Update the kernel build thread below from "i havent found" through "an iBook G4...", putting "PowerBook G4" in place of "iBook G4".

Text:

— start —

If you get this when you exit make menuconfig:

 *Quote:*   

> 
> 
> arch/i386/defconfig:128: trying to assign nonexistent symbol PM_DISK
> 
> arch/i386/defconfig:175: trying to assign nonexistent symbol PCI_USE_VECTOR
> ...

 

Don't worry about it it's an old defconfig file that seems to try to enable options that aren't there anymore

EDIT - *don't* use "preempt softirqs" "preempt hardirqs" ( until ingo fixes it ) and "vesa-tng"

----------

## blue.sca

testing it out ;)

i havent found some options like hid_polling, config_hz for example. could be me...

//e compiled, but getting a hard-lock short after boot right after "agp aperture size...". could be a problem on my own, testing this on an iBook G4...

— end —

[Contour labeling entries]
— start —

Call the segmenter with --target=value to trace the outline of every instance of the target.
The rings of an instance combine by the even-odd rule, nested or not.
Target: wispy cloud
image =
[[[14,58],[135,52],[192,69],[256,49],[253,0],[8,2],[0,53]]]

— end —

Exercise result:
i havent found some options like hid_polling, config_hz for example. could be me...

//e compiled, but getting a hard-lock short after boot right after "agp aperture size...". could be a problem on my own, testing this on an PowerBook G4...